### Kutipan Teks
───

BAB XXII PRINSIP DAN SASARAN DALAM PENETAPAN TARIF RETRIBUSI Pasal 47 (1)
Prinsip dan sasaran dalam penetapan tarif Retribusi IMB Menara Telekomunikasi didasarkan pada tujuan untuk menutup sebagian atau seluruh biaya penyelenggaraan pemberian izin yang bersangkutan.
(2)
Biaya penyelenggaraan pemberian izin sebagaimana dimaksud pada ayat (1) meliputi penerbitan dokumen izin, pengawasan dilapangan, penegakan hukum, penatausahaan, dan biaya dampak negatif dari pemberian izin tersebut. Pasal 48
Prinsip dan sasaran dalam penetapan struktur dan besarnya tarif Retribusi Pengendalian Menara Bersama Telekomunikasi ditetapkan dengan mempertimbangkan biaya penyelenggaraan pelayanan, kemampuan masyarakat, aspek keadilan, dan efektifitas pengendalian pelayanan tersebut BAB XXIII STRUKTUR DAN BESARNYA TARIF RETRIBUSI Pasal 49 (1)
Penetapan tarif retribusi didasarkan pada nilai bangunan dikali dua persen.
(2)
Cara menghitung besar retribusi yang terutang (Harga Bangunan dikali koefisien zona dikali koefisien ketinggian) dikali 2%.
(3)
Besarnya tarif retribusi IMB Menara Telekomunikasi sebagaimana dimaksud ayat (2) termasuk untuk retribusi bangunan pendukung dan pagar pengaman menara.
adalah
Pasal 50 (1)
Besarnya tarif retribusi Pengendalian Menara Telekomunikasi ditetapkan 2% (dua persen) dari nilai jual obyek pajak yang digunakan sebagai dasar penghitungan Pajak Bumi dan Bangunan menara telekomunikasi seluler; dan
(2)
Pembayaran tarif retribusi sebagaimana dimaksud pada huruf b dilakukan setiap tahun. BAB XXIV WILAYAH PEMUNGUTAN Pasal 51
Wilayah pemungutan retribusi adalah di wilayah tempat pelayanan diberikan.
BAB XXV MASA RETRIBUSI / SAAT RETRIBUSI TERUTANG Pasal 52 (1)
Masa Retribusi IMB Menara Telekomunikasi adalah jangka waktu yang lamanya sampai dengan terbangunnya menara telekomunikasi.

───

### Cuplikan Data
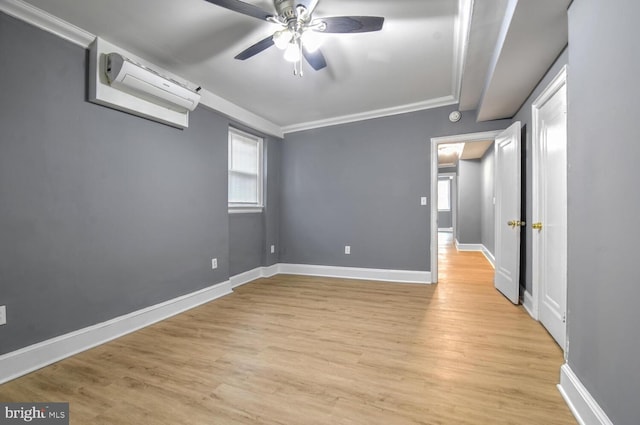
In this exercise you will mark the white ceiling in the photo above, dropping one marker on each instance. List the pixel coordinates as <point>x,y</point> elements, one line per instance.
<point>415,62</point>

───

### Soal Tugas 1
Ubah paragraf dalam kutipan yang diawali "Biaya penyelenggaraan pemberian izin sebagaimana" menjadi daftar berbutir tanpa menghilangkan fakta utamanya.
### Soal Tugas 2
Tuliskan kembali seluruh bagian kutipan mulai dari "Biaya penyelenggaraan pemberian izin sebagaimana" hingga "ketinggian) dikali 2%.", dengan mengganti nama "Harga Bangunan" menjadi "Nilai Bangunan".
Daftar tersebut tidak berperan dalam hal ini.

### Jawaban Terurai 1
Biaya penyelenggaraan pemberian izin sebagaimana dimaksud pada ayat (1) meliputi:
- penerbitan dokumen izin;
- pengawasan dilapangan;
- penegakan hukum;
- penatausahaan;
- biaya dampak negatif dari pemberian izin tersebut.

### Jawaban Terurai 2
Biaya penyelenggaraan pemberian izin sebagaimana dimaksud pada ayat (1) meliputi penerbitan dokumen izin, pengawasan dilapangan, penegakan hukum, penatausahaan, dan biaya dampak negatif dari pemberian izin tersebut. Pasal 48
Prinsip dan sasaran dalam penetapan struktur dan besarnya tarif Retribusi Pengendalian Menara Bersama Telekomunikasi ditetapkan dengan mempertimbangkan biaya penyelenggaraan pelayanan, kemampuan masyarakat, aspek keadilan, dan efektifitas pengendalian pelayanan tersebut BAB XXIII STRUKTUR DAN BESARNYA TARIF RETRIBUSI Pasal 49 (1)
Penetapan tarif retribusi didasarkan pada nilai bangunan dikali dua persen.
(2)
Cara menghitung besar retribusi yang terutang (Nilai Bangunan dikali koefisien zona dikali koefisien ketinggian) dikali 2%.